What this exercise asks.
1. Copy out the part of the blog post about quitting credit cards that runs from "I won't lie-I" up to and including "going more often!).".
2. Carry on the blog post about quitting credit cards from the point where it stops.

Document text.
Tuesday, December 29, 2009

I Quit My Credit Cards...And Not Looking Back

In October I knew I had gone too far into debt with my credit cards. I had the classic signs; carrying a balance, struggling to pay off the debt, and struggling to not reach for my card at every possible opportunity.

I was addicted to credit. And I had to quit it before it decided to quit me.

My plan was to keep my cards out of reach and out of sight. So I started by sealing every credit card I own in an envelope. I kept it in my purse for 1 week. ..Just in case I needed them..

After that, the envelope went into the freezer (after a failed attempt to give it to someone-who threw it in a cupboard, like that'll stop me!), where it has been ever since. I took a giant leap of faith and made the first big step in my life to financial freedom.

I would love to tell you how much the debt was, but I will just say it was about 4 months worth of not caring how much or what I put on my cards. The hardest part was figuring out how I was going to pay off the debt, while still being able to eat and put gas in my car. My game plan was to cut off all excess spending-no mall, no pedis, no extracurricular 'activities' with friends-not until this debt was paid. I gave myself until the end of December; 3 months. I would use all of my 'extra' income from my side jobs to pay for food and gas and then every other penny I earned would go towards this irresponsible debt I had accumulated

I won't lie-I was scared. I had come to rely on having the money available when I needed it. All of a sudden I had to plan on when I could spend the little money I would have to make sure I managed it correctly. It was difficult at first. The first time I went grocery shopping I start shaking when I took out $100 cash and just 'gave it away'. I went home and started crying, thinking I was poor and would never feel the comfort of cash flow ever again. Once I recovered, I realized that it wasn't that bad. I had my first success; buying groceries for under $100! Usually I didn't care if I put a few extra things in my cart, but now I had a goal to ALWAYS be under $100 when I buy groceries and since then I've succeeded every time (without going more often!).

My next challenge was that first craving to spend. Those who love their plastic know what I'm talking about; going to the mall, getting an iced coffee and buying anything that you love! It took me until the end of November for it to get really bad. I mean, really, really bad. I was afraid to go into any store by myself because I thought I would buy excessive amounts of things I didn't need. The urge was strong! And I made smart decisions to avoid spending-I started reading to take my mind off things, I would go to the gym, or just stay home and bake (it was that time of year too!). I brought a 'chaperone' to the grocery store or anywhere else I went. And he knew that I was not allowed to buy things I didn't need-he made me stick to it! Looking back, I'm proud that I was able to avoid spending all my cash on crap I didn't want or need. But I also realized that it sucks when I can't just do what I think feels so right and normal..But it was only for a few months, and then I could have a 'mall budget'.

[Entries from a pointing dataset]
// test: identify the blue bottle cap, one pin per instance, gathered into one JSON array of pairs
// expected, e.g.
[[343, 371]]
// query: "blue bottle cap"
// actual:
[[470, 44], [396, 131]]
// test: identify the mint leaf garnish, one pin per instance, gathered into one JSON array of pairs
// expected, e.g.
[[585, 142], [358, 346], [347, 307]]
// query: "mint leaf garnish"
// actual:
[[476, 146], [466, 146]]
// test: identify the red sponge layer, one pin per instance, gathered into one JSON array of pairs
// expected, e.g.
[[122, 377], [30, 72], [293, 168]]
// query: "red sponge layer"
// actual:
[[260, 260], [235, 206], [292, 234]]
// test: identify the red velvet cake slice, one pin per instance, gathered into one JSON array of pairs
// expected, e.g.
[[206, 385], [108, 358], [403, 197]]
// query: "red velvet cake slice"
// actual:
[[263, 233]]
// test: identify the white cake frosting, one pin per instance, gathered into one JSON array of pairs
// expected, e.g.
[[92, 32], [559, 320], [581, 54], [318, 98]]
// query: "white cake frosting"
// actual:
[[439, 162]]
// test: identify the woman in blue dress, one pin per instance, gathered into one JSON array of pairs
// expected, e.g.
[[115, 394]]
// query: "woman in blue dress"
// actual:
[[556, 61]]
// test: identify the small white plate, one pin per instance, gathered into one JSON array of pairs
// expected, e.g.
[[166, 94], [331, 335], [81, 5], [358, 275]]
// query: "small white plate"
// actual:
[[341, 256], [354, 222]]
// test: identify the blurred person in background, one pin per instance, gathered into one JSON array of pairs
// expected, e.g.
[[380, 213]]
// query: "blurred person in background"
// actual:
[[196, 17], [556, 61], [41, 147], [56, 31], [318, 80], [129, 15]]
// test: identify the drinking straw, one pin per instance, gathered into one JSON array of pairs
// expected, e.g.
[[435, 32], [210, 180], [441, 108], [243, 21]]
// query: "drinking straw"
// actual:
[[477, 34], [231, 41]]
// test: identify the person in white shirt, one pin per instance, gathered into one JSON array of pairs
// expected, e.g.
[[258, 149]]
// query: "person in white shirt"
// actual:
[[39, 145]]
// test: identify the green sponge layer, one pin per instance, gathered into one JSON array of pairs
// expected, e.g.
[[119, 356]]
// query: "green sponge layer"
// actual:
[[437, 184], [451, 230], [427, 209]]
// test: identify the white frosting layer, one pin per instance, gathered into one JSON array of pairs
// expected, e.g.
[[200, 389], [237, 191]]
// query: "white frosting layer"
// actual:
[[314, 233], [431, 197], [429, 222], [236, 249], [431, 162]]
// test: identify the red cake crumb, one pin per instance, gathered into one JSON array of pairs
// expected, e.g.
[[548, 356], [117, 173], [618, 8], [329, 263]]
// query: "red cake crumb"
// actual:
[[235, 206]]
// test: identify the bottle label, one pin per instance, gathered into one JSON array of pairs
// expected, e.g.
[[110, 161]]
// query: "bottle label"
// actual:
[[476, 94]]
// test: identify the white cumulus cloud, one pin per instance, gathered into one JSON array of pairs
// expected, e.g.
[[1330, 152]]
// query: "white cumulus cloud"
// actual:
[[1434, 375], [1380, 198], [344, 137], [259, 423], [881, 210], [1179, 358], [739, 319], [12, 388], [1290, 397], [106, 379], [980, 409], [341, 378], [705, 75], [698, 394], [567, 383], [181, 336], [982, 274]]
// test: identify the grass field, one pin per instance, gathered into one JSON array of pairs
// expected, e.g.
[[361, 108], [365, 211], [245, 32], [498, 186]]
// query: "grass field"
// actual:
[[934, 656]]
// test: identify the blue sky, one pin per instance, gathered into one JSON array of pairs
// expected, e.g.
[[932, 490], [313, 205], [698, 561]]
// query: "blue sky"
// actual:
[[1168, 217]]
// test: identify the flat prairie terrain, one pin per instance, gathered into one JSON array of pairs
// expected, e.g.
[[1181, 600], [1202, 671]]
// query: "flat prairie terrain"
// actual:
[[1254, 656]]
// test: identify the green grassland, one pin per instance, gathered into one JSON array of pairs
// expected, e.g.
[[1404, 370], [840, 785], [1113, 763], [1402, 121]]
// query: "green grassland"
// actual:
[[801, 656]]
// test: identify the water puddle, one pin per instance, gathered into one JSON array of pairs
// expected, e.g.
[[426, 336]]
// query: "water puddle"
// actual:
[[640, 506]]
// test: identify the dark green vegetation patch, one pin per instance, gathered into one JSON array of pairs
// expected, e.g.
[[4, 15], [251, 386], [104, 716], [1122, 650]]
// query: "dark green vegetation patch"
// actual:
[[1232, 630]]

Answers by task.
1.
I won't lie-I was scared. I had come to rely on having the money available when I needed it. All of a sudden I had to plan on when I could spend the little money I would have to make sure I managed it correctly. It was difficult at first. The first time I went grocery shopping I start shaking when I took out $100 cash and just 'gave it away'. I went home and started crying, thinking I was poor and would never feel the comfort of cash flow ever again. Once I recovered, I realized that it wasn't that bad. I had my first success; buying groceries for under $100! Usually I didn't care if I put a few extra things in my cart, but now I had a goal to ALWAYS be under $100 when I buy groceries and since then I've succeeded every time (without going more often!).

2.
When I was alone and very tempted, I reminded myself of my goal. I reminded myself that I won't be starved of shopping forever, just until I corrected my finances and learned to manage my money better. For someone who was never taught the essential money management skills needed, this was going to be a learning experience.

In November I started reading a book called Young, Fabulous & Broke by Suze Orman. I will tell you right now that you need to read this book. 'Nuff said.

The book helped me to stay focused on my goal, and to look beyond this goal to reach others that I had in mind. Ditching my credit cards was the first step, this book helped me to decide what, when and where the others would fall into place. ..I would go further into detail, but this is an entirely separate post.

Another trick I used to manage the money I did have for expenses was the envelope system. I labeled an envelope for each expense; groceries, gas, going out. When I put cash in, or took cash out, I wrote it down. That way once I put my budgeted amount in, I could use any extra money for the going out envelope. Once all of that money was gone, I was done spending for the month. It is a system I will use in the future-it works and it helps me visualize my money leaving my pocket and going into someone else's.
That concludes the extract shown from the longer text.